→ **Task item**: The lines from the start of the data up to and including the one with "Please segment the green" should be returned exactly, and nothing else.

→ **Supplied data**:
Segment Open
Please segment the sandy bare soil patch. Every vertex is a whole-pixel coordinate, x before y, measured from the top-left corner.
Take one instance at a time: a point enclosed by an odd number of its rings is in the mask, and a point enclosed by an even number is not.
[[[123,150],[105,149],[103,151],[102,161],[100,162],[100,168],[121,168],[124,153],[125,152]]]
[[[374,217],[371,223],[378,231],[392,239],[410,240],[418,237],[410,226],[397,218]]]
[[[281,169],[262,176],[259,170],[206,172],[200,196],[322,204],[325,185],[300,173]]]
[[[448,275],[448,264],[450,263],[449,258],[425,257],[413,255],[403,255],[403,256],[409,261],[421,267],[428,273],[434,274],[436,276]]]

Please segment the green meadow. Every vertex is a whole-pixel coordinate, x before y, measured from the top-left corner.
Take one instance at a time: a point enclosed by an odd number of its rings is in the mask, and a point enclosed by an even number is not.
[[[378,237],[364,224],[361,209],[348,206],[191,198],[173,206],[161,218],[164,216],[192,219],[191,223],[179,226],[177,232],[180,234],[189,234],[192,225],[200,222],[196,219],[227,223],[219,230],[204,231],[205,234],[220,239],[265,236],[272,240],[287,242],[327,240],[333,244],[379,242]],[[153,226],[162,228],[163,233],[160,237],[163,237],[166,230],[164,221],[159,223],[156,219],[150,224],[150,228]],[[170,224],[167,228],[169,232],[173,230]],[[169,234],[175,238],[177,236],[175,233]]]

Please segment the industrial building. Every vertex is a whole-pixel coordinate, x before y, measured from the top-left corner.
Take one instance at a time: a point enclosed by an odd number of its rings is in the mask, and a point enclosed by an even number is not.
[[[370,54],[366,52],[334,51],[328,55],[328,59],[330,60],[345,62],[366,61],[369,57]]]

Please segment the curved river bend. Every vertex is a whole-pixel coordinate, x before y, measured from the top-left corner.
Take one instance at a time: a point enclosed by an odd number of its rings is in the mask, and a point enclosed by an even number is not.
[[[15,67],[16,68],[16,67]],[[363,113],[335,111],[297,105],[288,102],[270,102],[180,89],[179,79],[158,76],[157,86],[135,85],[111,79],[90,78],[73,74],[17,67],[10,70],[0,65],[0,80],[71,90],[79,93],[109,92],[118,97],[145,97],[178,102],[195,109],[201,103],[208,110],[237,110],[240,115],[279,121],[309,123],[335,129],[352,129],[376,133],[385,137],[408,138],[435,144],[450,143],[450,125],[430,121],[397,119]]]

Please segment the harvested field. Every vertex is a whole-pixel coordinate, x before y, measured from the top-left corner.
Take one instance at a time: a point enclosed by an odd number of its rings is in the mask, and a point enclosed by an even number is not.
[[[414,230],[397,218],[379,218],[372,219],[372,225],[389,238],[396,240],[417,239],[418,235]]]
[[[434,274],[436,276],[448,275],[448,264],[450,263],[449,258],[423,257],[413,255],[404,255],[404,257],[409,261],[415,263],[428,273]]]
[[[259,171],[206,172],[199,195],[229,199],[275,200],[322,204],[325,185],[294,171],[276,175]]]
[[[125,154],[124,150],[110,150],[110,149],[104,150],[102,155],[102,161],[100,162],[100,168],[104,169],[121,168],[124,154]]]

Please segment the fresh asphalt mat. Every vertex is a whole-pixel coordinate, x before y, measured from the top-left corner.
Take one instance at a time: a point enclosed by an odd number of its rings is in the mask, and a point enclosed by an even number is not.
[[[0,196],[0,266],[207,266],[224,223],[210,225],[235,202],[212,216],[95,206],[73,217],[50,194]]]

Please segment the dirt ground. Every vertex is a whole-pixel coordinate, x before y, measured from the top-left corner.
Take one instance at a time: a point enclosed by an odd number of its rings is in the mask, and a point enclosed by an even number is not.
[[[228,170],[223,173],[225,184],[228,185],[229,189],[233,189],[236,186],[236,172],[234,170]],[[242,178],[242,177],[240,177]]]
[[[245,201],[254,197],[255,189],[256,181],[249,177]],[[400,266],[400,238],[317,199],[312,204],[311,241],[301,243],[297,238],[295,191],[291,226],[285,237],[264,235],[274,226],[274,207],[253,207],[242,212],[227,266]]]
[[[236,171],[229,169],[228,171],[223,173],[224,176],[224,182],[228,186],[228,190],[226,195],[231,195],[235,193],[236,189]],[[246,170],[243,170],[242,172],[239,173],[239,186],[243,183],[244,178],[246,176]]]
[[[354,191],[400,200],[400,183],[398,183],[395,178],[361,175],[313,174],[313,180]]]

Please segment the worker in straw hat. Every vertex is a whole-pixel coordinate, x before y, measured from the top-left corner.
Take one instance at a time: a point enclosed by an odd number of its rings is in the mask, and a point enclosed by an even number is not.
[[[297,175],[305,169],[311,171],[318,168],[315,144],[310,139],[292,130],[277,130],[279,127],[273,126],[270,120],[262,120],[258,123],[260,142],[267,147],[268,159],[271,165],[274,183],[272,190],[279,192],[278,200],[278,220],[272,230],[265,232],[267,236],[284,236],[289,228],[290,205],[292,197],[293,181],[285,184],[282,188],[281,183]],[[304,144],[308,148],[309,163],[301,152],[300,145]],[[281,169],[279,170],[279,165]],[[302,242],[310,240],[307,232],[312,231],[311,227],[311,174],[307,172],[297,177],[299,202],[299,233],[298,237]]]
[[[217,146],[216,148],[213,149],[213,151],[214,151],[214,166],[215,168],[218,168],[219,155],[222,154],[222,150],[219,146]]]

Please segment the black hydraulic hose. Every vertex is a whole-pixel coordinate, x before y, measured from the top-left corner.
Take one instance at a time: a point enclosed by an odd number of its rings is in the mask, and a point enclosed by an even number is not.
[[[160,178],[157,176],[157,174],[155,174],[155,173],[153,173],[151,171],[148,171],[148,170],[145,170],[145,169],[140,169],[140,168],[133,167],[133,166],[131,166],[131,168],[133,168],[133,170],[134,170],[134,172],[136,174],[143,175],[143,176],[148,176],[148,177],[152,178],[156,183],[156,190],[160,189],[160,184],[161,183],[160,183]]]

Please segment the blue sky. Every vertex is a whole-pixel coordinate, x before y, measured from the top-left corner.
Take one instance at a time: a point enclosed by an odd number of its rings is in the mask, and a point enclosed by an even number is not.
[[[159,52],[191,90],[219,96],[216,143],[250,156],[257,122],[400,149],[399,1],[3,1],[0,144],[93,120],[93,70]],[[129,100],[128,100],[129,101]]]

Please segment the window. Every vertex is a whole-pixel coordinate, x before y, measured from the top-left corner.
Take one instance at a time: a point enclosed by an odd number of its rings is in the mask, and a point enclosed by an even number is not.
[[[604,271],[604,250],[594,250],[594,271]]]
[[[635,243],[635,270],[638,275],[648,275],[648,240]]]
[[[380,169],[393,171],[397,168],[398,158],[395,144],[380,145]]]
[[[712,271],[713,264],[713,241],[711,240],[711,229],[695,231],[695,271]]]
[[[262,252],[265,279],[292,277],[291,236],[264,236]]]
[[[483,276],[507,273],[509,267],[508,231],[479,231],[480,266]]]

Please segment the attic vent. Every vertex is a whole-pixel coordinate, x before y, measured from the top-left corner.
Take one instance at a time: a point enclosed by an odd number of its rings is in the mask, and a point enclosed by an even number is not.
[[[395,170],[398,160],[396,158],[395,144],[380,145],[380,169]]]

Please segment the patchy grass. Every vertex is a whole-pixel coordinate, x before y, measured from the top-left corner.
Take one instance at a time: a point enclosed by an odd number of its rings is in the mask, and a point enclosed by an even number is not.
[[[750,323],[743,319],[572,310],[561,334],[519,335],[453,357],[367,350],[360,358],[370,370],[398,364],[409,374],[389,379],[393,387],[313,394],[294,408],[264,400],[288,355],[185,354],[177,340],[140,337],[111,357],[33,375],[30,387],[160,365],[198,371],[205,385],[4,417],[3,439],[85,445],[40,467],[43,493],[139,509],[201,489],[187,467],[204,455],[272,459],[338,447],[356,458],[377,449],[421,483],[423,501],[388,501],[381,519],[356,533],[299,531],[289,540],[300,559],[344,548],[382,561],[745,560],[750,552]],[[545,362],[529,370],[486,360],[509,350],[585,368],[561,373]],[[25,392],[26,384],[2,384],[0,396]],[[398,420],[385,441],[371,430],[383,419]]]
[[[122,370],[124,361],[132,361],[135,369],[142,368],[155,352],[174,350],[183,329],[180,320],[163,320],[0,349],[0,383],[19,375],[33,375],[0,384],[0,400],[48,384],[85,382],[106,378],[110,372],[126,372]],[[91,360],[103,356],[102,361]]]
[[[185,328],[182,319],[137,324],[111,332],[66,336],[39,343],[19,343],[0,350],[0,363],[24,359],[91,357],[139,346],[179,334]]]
Segment Closed
→ **Response**:
Please segment the sandy bare soil patch. Every vertex is a whole-pixel coordinate, x before y, measured from the top-left corner.
Take one instance at a time: a point enclosed by an odd number of its rings is in the mask, and a point enclosed by an even number is not.
[[[123,150],[105,149],[103,151],[102,161],[100,162],[100,168],[121,168],[124,153],[125,152]]]
[[[374,217],[371,223],[378,231],[392,239],[410,240],[418,237],[410,226],[397,218]]]
[[[281,169],[262,176],[259,170],[206,172],[200,196],[322,204],[325,185],[300,173]]]
[[[448,275],[448,264],[450,263],[449,258],[425,257],[413,255],[403,255],[403,256],[409,261],[421,267],[428,273],[434,274],[436,276]]]

Please segment the green meadow. Every vertex is a whole-pixel coordinate, x before y, measured from the top-left corner.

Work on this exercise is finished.